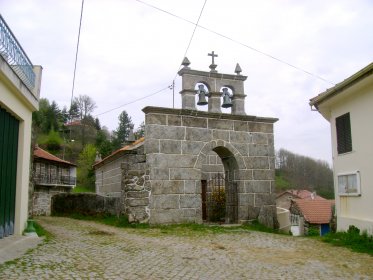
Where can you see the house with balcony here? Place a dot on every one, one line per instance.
(19, 96)
(348, 108)
(51, 175)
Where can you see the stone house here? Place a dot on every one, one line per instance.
(186, 154)
(284, 198)
(51, 176)
(348, 108)
(306, 214)
(20, 84)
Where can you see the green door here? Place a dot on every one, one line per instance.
(8, 171)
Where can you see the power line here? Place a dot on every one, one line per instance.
(133, 101)
(238, 42)
(76, 53)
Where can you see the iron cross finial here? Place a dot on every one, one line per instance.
(213, 56)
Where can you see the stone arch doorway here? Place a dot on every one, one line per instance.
(219, 191)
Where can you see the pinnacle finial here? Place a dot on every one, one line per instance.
(238, 69)
(185, 62)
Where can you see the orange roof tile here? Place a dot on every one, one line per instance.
(315, 211)
(40, 153)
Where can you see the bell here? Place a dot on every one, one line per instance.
(227, 103)
(201, 96)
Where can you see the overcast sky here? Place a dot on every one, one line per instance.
(129, 50)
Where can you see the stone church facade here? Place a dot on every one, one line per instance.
(168, 177)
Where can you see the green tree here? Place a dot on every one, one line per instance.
(122, 132)
(85, 172)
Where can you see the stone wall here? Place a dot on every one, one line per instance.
(86, 204)
(179, 142)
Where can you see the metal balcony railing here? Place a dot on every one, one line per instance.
(12, 52)
(63, 180)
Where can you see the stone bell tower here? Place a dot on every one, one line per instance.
(216, 85)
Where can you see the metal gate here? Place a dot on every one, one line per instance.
(8, 171)
(221, 199)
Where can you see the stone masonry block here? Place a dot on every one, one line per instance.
(264, 174)
(259, 138)
(165, 132)
(264, 199)
(167, 187)
(165, 160)
(155, 119)
(191, 147)
(165, 202)
(159, 174)
(197, 134)
(189, 121)
(220, 134)
(170, 146)
(260, 127)
(190, 201)
(220, 124)
(173, 120)
(240, 137)
(258, 186)
(258, 150)
(185, 174)
(257, 162)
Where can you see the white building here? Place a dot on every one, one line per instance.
(19, 97)
(348, 107)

# # # #

Print all the records above word for word, leaving out the pictures.

Where can you see the house with balcony here? Place a dot on every one, one line per instance.
(19, 96)
(348, 108)
(51, 175)
Where can you see the stone house here? Place a dot on every one, one line per instance.
(186, 154)
(284, 198)
(51, 176)
(348, 108)
(306, 214)
(20, 84)
Where can you see the green door here? Place a dot on every one, one line per instance.
(8, 171)
Where can you see the power line here? Place a dot on every one, one line per instance.
(133, 101)
(238, 42)
(76, 53)
Where can you see the iron cross finial here? Place a dot on every one, one line per instance.
(213, 56)
Where can you see the stone arch doorway here? Place a dot on every one, one line per instance.
(219, 191)
Where can you see the pinnacle finial here? Place a dot on every one, one line per instance.
(238, 69)
(185, 62)
Where can you see the orange roof tile here? Place a dot on every one, one line per instance.
(315, 211)
(40, 153)
Where can you see the bell here? Place a dot on every one, one line per instance.
(227, 103)
(201, 96)
Where can you see the overcast sky here? Place a dot on every one, one line per instance.
(129, 50)
Where can you see the stone church facade here? Place a dot on every one, one line per instance.
(168, 177)
Where can you see the green tree here? Place a dot on every one, one line per instance.
(122, 132)
(85, 172)
Where can you see the stone wall here? Place a dot on every one, one line per instance.
(86, 204)
(179, 142)
Where can you see the metal balcony railing here? Place a dot on every one, one line per instance.
(12, 52)
(63, 180)
Where can you see the stone bell tower here? Place a dot on every one, one line per instance.
(216, 85)
Where can you see the metal gate here? Place a dot on every one, one line per instance.
(8, 171)
(221, 199)
Where can you see the stone masonry block here? Place a dot on every one, one line per instance.
(264, 174)
(259, 138)
(165, 132)
(264, 199)
(167, 187)
(165, 160)
(155, 119)
(191, 147)
(165, 202)
(159, 174)
(197, 134)
(189, 121)
(220, 134)
(170, 146)
(260, 127)
(190, 201)
(220, 124)
(173, 120)
(240, 137)
(258, 186)
(258, 150)
(185, 174)
(257, 162)
Where can you see the white building here? Place a dot on every one, one line per instance.
(19, 97)
(348, 107)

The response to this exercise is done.